YOUR TASK: Extract each line below that contains the word "purple", copying it in full.

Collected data
══════════

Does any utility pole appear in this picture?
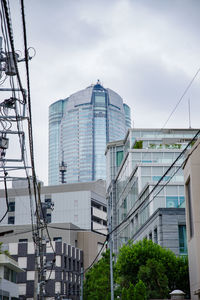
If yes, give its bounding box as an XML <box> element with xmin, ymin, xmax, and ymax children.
<box><xmin>108</xmin><ymin>197</ymin><xmax>114</xmax><ymax>300</ymax></box>
<box><xmin>80</xmin><ymin>268</ymin><xmax>83</xmax><ymax>300</ymax></box>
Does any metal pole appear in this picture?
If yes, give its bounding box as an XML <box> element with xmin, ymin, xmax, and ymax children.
<box><xmin>80</xmin><ymin>268</ymin><xmax>83</xmax><ymax>300</ymax></box>
<box><xmin>108</xmin><ymin>197</ymin><xmax>114</xmax><ymax>300</ymax></box>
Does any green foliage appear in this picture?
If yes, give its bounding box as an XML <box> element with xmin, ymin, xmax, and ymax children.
<box><xmin>84</xmin><ymin>239</ymin><xmax>189</xmax><ymax>300</ymax></box>
<box><xmin>127</xmin><ymin>283</ymin><xmax>135</xmax><ymax>300</ymax></box>
<box><xmin>0</xmin><ymin>242</ymin><xmax>10</xmax><ymax>256</ymax></box>
<box><xmin>138</xmin><ymin>258</ymin><xmax>169</xmax><ymax>299</ymax></box>
<box><xmin>133</xmin><ymin>141</ymin><xmax>143</xmax><ymax>149</ymax></box>
<box><xmin>83</xmin><ymin>250</ymin><xmax>110</xmax><ymax>300</ymax></box>
<box><xmin>121</xmin><ymin>288</ymin><xmax>127</xmax><ymax>300</ymax></box>
<box><xmin>133</xmin><ymin>280</ymin><xmax>147</xmax><ymax>300</ymax></box>
<box><xmin>116</xmin><ymin>239</ymin><xmax>189</xmax><ymax>298</ymax></box>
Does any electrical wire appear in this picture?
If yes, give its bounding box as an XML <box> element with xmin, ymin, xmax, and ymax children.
<box><xmin>161</xmin><ymin>68</ymin><xmax>200</xmax><ymax>130</ymax></box>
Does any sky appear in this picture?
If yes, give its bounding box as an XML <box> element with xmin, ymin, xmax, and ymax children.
<box><xmin>5</xmin><ymin>0</ymin><xmax>200</xmax><ymax>184</ymax></box>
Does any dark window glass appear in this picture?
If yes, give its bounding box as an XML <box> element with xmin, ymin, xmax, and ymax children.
<box><xmin>154</xmin><ymin>228</ymin><xmax>158</xmax><ymax>244</ymax></box>
<box><xmin>9</xmin><ymin>202</ymin><xmax>15</xmax><ymax>211</ymax></box>
<box><xmin>4</xmin><ymin>267</ymin><xmax>10</xmax><ymax>280</ymax></box>
<box><xmin>46</xmin><ymin>214</ymin><xmax>51</xmax><ymax>223</ymax></box>
<box><xmin>186</xmin><ymin>179</ymin><xmax>194</xmax><ymax>238</ymax></box>
<box><xmin>10</xmin><ymin>270</ymin><xmax>17</xmax><ymax>283</ymax></box>
<box><xmin>19</xmin><ymin>239</ymin><xmax>28</xmax><ymax>243</ymax></box>
<box><xmin>117</xmin><ymin>151</ymin><xmax>124</xmax><ymax>167</ymax></box>
<box><xmin>53</xmin><ymin>237</ymin><xmax>62</xmax><ymax>242</ymax></box>
<box><xmin>8</xmin><ymin>217</ymin><xmax>15</xmax><ymax>224</ymax></box>
<box><xmin>178</xmin><ymin>225</ymin><xmax>187</xmax><ymax>255</ymax></box>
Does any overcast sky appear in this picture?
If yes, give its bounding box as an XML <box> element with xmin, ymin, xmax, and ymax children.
<box><xmin>10</xmin><ymin>0</ymin><xmax>200</xmax><ymax>184</ymax></box>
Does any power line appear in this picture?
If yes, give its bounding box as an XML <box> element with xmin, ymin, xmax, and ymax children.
<box><xmin>161</xmin><ymin>68</ymin><xmax>200</xmax><ymax>130</ymax></box>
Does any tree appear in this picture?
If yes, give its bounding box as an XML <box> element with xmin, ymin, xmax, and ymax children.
<box><xmin>121</xmin><ymin>288</ymin><xmax>127</xmax><ymax>300</ymax></box>
<box><xmin>133</xmin><ymin>280</ymin><xmax>147</xmax><ymax>300</ymax></box>
<box><xmin>127</xmin><ymin>283</ymin><xmax>135</xmax><ymax>300</ymax></box>
<box><xmin>138</xmin><ymin>258</ymin><xmax>170</xmax><ymax>299</ymax></box>
<box><xmin>83</xmin><ymin>250</ymin><xmax>110</xmax><ymax>300</ymax></box>
<box><xmin>116</xmin><ymin>239</ymin><xmax>189</xmax><ymax>298</ymax></box>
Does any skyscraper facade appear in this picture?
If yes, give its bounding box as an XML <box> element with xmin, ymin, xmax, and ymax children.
<box><xmin>49</xmin><ymin>81</ymin><xmax>131</xmax><ymax>185</ymax></box>
<box><xmin>49</xmin><ymin>99</ymin><xmax>67</xmax><ymax>184</ymax></box>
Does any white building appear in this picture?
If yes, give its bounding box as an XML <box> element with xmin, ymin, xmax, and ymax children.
<box><xmin>0</xmin><ymin>254</ymin><xmax>23</xmax><ymax>300</ymax></box>
<box><xmin>0</xmin><ymin>180</ymin><xmax>107</xmax><ymax>234</ymax></box>
<box><xmin>106</xmin><ymin>128</ymin><xmax>198</xmax><ymax>255</ymax></box>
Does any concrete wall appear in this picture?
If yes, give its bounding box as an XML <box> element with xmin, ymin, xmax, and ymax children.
<box><xmin>77</xmin><ymin>232</ymin><xmax>106</xmax><ymax>269</ymax></box>
<box><xmin>184</xmin><ymin>140</ymin><xmax>200</xmax><ymax>300</ymax></box>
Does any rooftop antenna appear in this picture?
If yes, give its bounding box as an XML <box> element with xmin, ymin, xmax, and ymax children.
<box><xmin>59</xmin><ymin>151</ymin><xmax>67</xmax><ymax>184</ymax></box>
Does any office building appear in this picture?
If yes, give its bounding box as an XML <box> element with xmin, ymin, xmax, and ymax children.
<box><xmin>184</xmin><ymin>140</ymin><xmax>200</xmax><ymax>300</ymax></box>
<box><xmin>49</xmin><ymin>81</ymin><xmax>131</xmax><ymax>185</ymax></box>
<box><xmin>0</xmin><ymin>223</ymin><xmax>105</xmax><ymax>300</ymax></box>
<box><xmin>106</xmin><ymin>129</ymin><xmax>197</xmax><ymax>255</ymax></box>
<box><xmin>0</xmin><ymin>180</ymin><xmax>107</xmax><ymax>234</ymax></box>
<box><xmin>0</xmin><ymin>253</ymin><xmax>23</xmax><ymax>300</ymax></box>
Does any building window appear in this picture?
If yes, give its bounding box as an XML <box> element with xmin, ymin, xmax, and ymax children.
<box><xmin>8</xmin><ymin>202</ymin><xmax>15</xmax><ymax>212</ymax></box>
<box><xmin>55</xmin><ymin>282</ymin><xmax>61</xmax><ymax>294</ymax></box>
<box><xmin>8</xmin><ymin>216</ymin><xmax>15</xmax><ymax>224</ymax></box>
<box><xmin>153</xmin><ymin>228</ymin><xmax>158</xmax><ymax>244</ymax></box>
<box><xmin>46</xmin><ymin>270</ymin><xmax>55</xmax><ymax>280</ymax></box>
<box><xmin>4</xmin><ymin>267</ymin><xmax>10</xmax><ymax>280</ymax></box>
<box><xmin>44</xmin><ymin>195</ymin><xmax>51</xmax><ymax>203</ymax></box>
<box><xmin>166</xmin><ymin>196</ymin><xmax>178</xmax><ymax>207</ymax></box>
<box><xmin>56</xmin><ymin>255</ymin><xmax>61</xmax><ymax>267</ymax></box>
<box><xmin>46</xmin><ymin>214</ymin><xmax>51</xmax><ymax>223</ymax></box>
<box><xmin>4</xmin><ymin>267</ymin><xmax>17</xmax><ymax>283</ymax></box>
<box><xmin>18</xmin><ymin>256</ymin><xmax>27</xmax><ymax>269</ymax></box>
<box><xmin>178</xmin><ymin>225</ymin><xmax>187</xmax><ymax>255</ymax></box>
<box><xmin>53</xmin><ymin>236</ymin><xmax>62</xmax><ymax>242</ymax></box>
<box><xmin>186</xmin><ymin>179</ymin><xmax>194</xmax><ymax>238</ymax></box>
<box><xmin>18</xmin><ymin>283</ymin><xmax>26</xmax><ymax>295</ymax></box>
<box><xmin>26</xmin><ymin>271</ymin><xmax>35</xmax><ymax>280</ymax></box>
<box><xmin>19</xmin><ymin>239</ymin><xmax>28</xmax><ymax>243</ymax></box>
<box><xmin>116</xmin><ymin>151</ymin><xmax>124</xmax><ymax>167</ymax></box>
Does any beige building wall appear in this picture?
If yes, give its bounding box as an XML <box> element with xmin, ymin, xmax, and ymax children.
<box><xmin>77</xmin><ymin>231</ymin><xmax>106</xmax><ymax>270</ymax></box>
<box><xmin>184</xmin><ymin>140</ymin><xmax>200</xmax><ymax>300</ymax></box>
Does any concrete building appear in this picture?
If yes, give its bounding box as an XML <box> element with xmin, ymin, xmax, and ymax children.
<box><xmin>0</xmin><ymin>180</ymin><xmax>107</xmax><ymax>234</ymax></box>
<box><xmin>49</xmin><ymin>81</ymin><xmax>131</xmax><ymax>185</ymax></box>
<box><xmin>0</xmin><ymin>253</ymin><xmax>23</xmax><ymax>300</ymax></box>
<box><xmin>106</xmin><ymin>129</ymin><xmax>197</xmax><ymax>255</ymax></box>
<box><xmin>0</xmin><ymin>223</ymin><xmax>105</xmax><ymax>300</ymax></box>
<box><xmin>184</xmin><ymin>140</ymin><xmax>200</xmax><ymax>300</ymax></box>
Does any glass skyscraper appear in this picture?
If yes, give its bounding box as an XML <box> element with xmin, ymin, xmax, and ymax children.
<box><xmin>49</xmin><ymin>81</ymin><xmax>131</xmax><ymax>185</ymax></box>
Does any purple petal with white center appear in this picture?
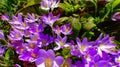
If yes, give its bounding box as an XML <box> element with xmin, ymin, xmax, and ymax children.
<box><xmin>38</xmin><ymin>49</ymin><xmax>49</xmax><ymax>58</ymax></box>
<box><xmin>35</xmin><ymin>57</ymin><xmax>45</xmax><ymax>66</ymax></box>
<box><xmin>47</xmin><ymin>50</ymin><xmax>55</xmax><ymax>59</ymax></box>
<box><xmin>55</xmin><ymin>56</ymin><xmax>64</xmax><ymax>66</ymax></box>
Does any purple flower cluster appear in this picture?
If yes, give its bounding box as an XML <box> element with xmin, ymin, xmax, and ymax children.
<box><xmin>41</xmin><ymin>0</ymin><xmax>60</xmax><ymax>10</ymax></box>
<box><xmin>71</xmin><ymin>34</ymin><xmax>120</xmax><ymax>67</ymax></box>
<box><xmin>0</xmin><ymin>11</ymin><xmax>120</xmax><ymax>67</ymax></box>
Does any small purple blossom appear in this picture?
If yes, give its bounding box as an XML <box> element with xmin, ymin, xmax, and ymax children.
<box><xmin>54</xmin><ymin>36</ymin><xmax>69</xmax><ymax>50</ymax></box>
<box><xmin>19</xmin><ymin>48</ymin><xmax>40</xmax><ymax>62</ymax></box>
<box><xmin>0</xmin><ymin>30</ymin><xmax>4</xmax><ymax>39</ymax></box>
<box><xmin>41</xmin><ymin>0</ymin><xmax>51</xmax><ymax>10</ymax></box>
<box><xmin>41</xmin><ymin>0</ymin><xmax>60</xmax><ymax>10</ymax></box>
<box><xmin>0</xmin><ymin>44</ymin><xmax>7</xmax><ymax>57</ymax></box>
<box><xmin>76</xmin><ymin>38</ymin><xmax>91</xmax><ymax>54</ymax></box>
<box><xmin>70</xmin><ymin>40</ymin><xmax>80</xmax><ymax>57</ymax></box>
<box><xmin>8</xmin><ymin>29</ymin><xmax>23</xmax><ymax>40</ymax></box>
<box><xmin>95</xmin><ymin>34</ymin><xmax>116</xmax><ymax>57</ymax></box>
<box><xmin>52</xmin><ymin>25</ymin><xmax>61</xmax><ymax>36</ymax></box>
<box><xmin>38</xmin><ymin>33</ymin><xmax>54</xmax><ymax>47</ymax></box>
<box><xmin>24</xmin><ymin>13</ymin><xmax>38</xmax><ymax>23</ymax></box>
<box><xmin>2</xmin><ymin>14</ymin><xmax>9</xmax><ymax>21</ymax></box>
<box><xmin>62</xmin><ymin>58</ymin><xmax>76</xmax><ymax>67</ymax></box>
<box><xmin>61</xmin><ymin>23</ymin><xmax>72</xmax><ymax>35</ymax></box>
<box><xmin>35</xmin><ymin>49</ymin><xmax>64</xmax><ymax>67</ymax></box>
<box><xmin>111</xmin><ymin>12</ymin><xmax>120</xmax><ymax>21</ymax></box>
<box><xmin>42</xmin><ymin>12</ymin><xmax>60</xmax><ymax>27</ymax></box>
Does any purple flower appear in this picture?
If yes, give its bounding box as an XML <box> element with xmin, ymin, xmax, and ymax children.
<box><xmin>0</xmin><ymin>44</ymin><xmax>7</xmax><ymax>57</ymax></box>
<box><xmin>14</xmin><ymin>64</ymin><xmax>21</xmax><ymax>67</ymax></box>
<box><xmin>41</xmin><ymin>0</ymin><xmax>51</xmax><ymax>10</ymax></box>
<box><xmin>76</xmin><ymin>38</ymin><xmax>91</xmax><ymax>54</ymax></box>
<box><xmin>41</xmin><ymin>0</ymin><xmax>60</xmax><ymax>10</ymax></box>
<box><xmin>42</xmin><ymin>12</ymin><xmax>60</xmax><ymax>28</ymax></box>
<box><xmin>111</xmin><ymin>12</ymin><xmax>120</xmax><ymax>21</ymax></box>
<box><xmin>115</xmin><ymin>55</ymin><xmax>120</xmax><ymax>66</ymax></box>
<box><xmin>88</xmin><ymin>60</ymin><xmax>112</xmax><ymax>67</ymax></box>
<box><xmin>61</xmin><ymin>23</ymin><xmax>72</xmax><ymax>35</ymax></box>
<box><xmin>24</xmin><ymin>13</ymin><xmax>38</xmax><ymax>23</ymax></box>
<box><xmin>51</xmin><ymin>0</ymin><xmax>60</xmax><ymax>10</ymax></box>
<box><xmin>52</xmin><ymin>25</ymin><xmax>61</xmax><ymax>36</ymax></box>
<box><xmin>35</xmin><ymin>49</ymin><xmax>64</xmax><ymax>67</ymax></box>
<box><xmin>13</xmin><ymin>22</ymin><xmax>29</xmax><ymax>30</ymax></box>
<box><xmin>19</xmin><ymin>48</ymin><xmax>40</xmax><ymax>62</ymax></box>
<box><xmin>0</xmin><ymin>30</ymin><xmax>4</xmax><ymax>39</ymax></box>
<box><xmin>8</xmin><ymin>29</ymin><xmax>23</xmax><ymax>40</ymax></box>
<box><xmin>74</xmin><ymin>61</ymin><xmax>85</xmax><ymax>67</ymax></box>
<box><xmin>9</xmin><ymin>14</ymin><xmax>23</xmax><ymax>25</ymax></box>
<box><xmin>62</xmin><ymin>58</ymin><xmax>76</xmax><ymax>67</ymax></box>
<box><xmin>2</xmin><ymin>14</ymin><xmax>9</xmax><ymax>21</ymax></box>
<box><xmin>38</xmin><ymin>33</ymin><xmax>54</xmax><ymax>47</ymax></box>
<box><xmin>54</xmin><ymin>36</ymin><xmax>69</xmax><ymax>50</ymax></box>
<box><xmin>95</xmin><ymin>34</ymin><xmax>116</xmax><ymax>57</ymax></box>
<box><xmin>70</xmin><ymin>40</ymin><xmax>80</xmax><ymax>57</ymax></box>
<box><xmin>25</xmin><ymin>34</ymin><xmax>39</xmax><ymax>43</ymax></box>
<box><xmin>29</xmin><ymin>23</ymin><xmax>44</xmax><ymax>34</ymax></box>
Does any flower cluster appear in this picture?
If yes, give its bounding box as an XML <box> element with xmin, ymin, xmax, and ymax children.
<box><xmin>41</xmin><ymin>0</ymin><xmax>60</xmax><ymax>10</ymax></box>
<box><xmin>0</xmin><ymin>12</ymin><xmax>120</xmax><ymax>67</ymax></box>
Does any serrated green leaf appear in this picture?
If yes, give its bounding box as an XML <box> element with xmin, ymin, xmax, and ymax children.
<box><xmin>23</xmin><ymin>0</ymin><xmax>41</xmax><ymax>8</ymax></box>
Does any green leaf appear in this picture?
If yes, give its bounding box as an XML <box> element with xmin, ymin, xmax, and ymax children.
<box><xmin>62</xmin><ymin>48</ymin><xmax>70</xmax><ymax>58</ymax></box>
<box><xmin>112</xmin><ymin>0</ymin><xmax>120</xmax><ymax>9</ymax></box>
<box><xmin>83</xmin><ymin>17</ymin><xmax>96</xmax><ymax>31</ymax></box>
<box><xmin>23</xmin><ymin>0</ymin><xmax>41</xmax><ymax>8</ymax></box>
<box><xmin>55</xmin><ymin>17</ymin><xmax>69</xmax><ymax>24</ymax></box>
<box><xmin>5</xmin><ymin>48</ymin><xmax>14</xmax><ymax>60</ymax></box>
<box><xmin>70</xmin><ymin>17</ymin><xmax>81</xmax><ymax>38</ymax></box>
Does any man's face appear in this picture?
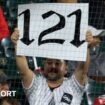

══════════

SOLUTION TO THIS TASK:
Does any purple petal with white center appear in this picture?
Does any purple flower cluster appear in this picture?
Does any small purple blossom appear in this picture?
Does any purple flower appear in this picture?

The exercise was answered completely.